Line by line, please look for the word "shed" in the following records, then copy each line you find it in.

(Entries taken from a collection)
---

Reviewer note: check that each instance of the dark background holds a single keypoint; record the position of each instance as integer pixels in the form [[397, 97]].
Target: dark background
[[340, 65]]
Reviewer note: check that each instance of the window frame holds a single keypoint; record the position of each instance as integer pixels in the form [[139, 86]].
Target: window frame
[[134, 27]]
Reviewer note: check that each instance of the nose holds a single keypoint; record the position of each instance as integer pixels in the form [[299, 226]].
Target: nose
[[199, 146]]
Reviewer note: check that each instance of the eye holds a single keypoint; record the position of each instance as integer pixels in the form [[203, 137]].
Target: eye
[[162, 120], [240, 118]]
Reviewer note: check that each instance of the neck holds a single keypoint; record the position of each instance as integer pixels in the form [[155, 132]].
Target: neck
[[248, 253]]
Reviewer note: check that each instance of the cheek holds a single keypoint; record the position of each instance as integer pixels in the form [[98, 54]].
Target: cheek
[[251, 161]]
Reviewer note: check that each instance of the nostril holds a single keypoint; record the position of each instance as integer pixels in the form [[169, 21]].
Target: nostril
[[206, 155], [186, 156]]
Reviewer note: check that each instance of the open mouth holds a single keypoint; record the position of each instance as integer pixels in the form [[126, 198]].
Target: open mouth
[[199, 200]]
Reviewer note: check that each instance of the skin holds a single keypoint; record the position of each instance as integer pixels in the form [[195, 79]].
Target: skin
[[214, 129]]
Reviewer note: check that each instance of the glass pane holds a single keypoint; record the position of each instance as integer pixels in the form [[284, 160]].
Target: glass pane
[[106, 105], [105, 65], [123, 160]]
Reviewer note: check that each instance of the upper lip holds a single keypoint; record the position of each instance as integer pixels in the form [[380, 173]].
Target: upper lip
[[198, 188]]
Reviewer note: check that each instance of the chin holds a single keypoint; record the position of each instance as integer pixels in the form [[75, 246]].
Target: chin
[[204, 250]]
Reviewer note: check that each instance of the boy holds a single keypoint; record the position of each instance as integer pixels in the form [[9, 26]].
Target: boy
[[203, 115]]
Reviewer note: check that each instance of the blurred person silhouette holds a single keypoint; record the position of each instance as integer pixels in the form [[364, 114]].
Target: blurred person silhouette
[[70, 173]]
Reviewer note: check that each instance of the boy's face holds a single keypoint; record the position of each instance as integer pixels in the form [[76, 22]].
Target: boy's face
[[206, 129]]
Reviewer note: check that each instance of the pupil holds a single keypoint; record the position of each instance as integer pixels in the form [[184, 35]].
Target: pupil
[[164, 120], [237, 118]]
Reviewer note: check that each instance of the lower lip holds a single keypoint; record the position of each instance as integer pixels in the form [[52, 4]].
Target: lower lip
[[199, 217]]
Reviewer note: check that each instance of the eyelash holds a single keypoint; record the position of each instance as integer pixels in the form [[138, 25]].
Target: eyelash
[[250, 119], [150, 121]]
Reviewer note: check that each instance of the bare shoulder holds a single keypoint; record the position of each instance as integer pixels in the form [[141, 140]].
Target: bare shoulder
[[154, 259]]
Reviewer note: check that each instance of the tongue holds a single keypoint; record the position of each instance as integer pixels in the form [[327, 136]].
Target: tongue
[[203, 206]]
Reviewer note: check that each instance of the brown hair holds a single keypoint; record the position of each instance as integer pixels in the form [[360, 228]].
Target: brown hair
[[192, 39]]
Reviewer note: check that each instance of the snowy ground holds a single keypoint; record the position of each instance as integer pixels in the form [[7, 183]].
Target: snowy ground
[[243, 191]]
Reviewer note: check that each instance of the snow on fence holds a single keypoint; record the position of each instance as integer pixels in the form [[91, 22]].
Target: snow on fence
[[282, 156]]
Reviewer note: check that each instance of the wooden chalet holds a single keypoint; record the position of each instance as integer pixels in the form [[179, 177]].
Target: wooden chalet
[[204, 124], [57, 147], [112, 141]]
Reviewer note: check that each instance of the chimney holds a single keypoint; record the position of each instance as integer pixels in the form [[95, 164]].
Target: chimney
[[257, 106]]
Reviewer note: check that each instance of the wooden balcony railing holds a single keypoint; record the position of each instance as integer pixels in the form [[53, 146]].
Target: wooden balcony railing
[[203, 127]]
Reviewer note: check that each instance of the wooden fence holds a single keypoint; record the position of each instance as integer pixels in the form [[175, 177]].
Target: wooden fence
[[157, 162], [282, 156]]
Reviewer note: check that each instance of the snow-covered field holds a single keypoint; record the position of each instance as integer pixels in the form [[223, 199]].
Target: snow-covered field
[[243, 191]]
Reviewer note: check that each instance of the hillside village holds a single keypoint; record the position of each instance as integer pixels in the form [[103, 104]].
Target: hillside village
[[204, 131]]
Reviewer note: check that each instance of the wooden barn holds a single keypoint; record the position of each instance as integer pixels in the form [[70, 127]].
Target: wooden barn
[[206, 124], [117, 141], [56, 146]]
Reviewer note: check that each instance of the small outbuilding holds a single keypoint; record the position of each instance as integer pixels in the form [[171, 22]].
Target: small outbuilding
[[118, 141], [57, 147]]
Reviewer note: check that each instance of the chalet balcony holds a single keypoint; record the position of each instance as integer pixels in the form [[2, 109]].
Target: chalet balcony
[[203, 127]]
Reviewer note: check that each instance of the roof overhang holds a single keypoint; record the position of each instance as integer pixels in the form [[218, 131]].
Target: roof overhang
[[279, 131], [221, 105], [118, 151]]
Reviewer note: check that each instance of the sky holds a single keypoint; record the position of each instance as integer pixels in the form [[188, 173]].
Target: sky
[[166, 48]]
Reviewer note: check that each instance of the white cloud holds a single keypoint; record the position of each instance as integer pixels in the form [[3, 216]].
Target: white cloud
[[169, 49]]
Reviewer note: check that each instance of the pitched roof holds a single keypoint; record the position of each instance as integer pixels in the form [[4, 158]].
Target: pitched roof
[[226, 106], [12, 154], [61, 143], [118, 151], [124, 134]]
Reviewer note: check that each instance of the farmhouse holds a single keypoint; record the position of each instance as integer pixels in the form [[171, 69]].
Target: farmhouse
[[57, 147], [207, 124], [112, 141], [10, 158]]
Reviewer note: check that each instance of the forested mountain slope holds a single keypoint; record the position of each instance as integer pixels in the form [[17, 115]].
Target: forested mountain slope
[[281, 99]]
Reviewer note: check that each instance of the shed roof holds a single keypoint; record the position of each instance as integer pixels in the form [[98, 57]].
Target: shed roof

---

» Written response:
Reviewer note: check that each instance of the shed roof holds a single keypoint; record the position of each instance as integer pixels in the form [[98, 57]].
Target: shed roof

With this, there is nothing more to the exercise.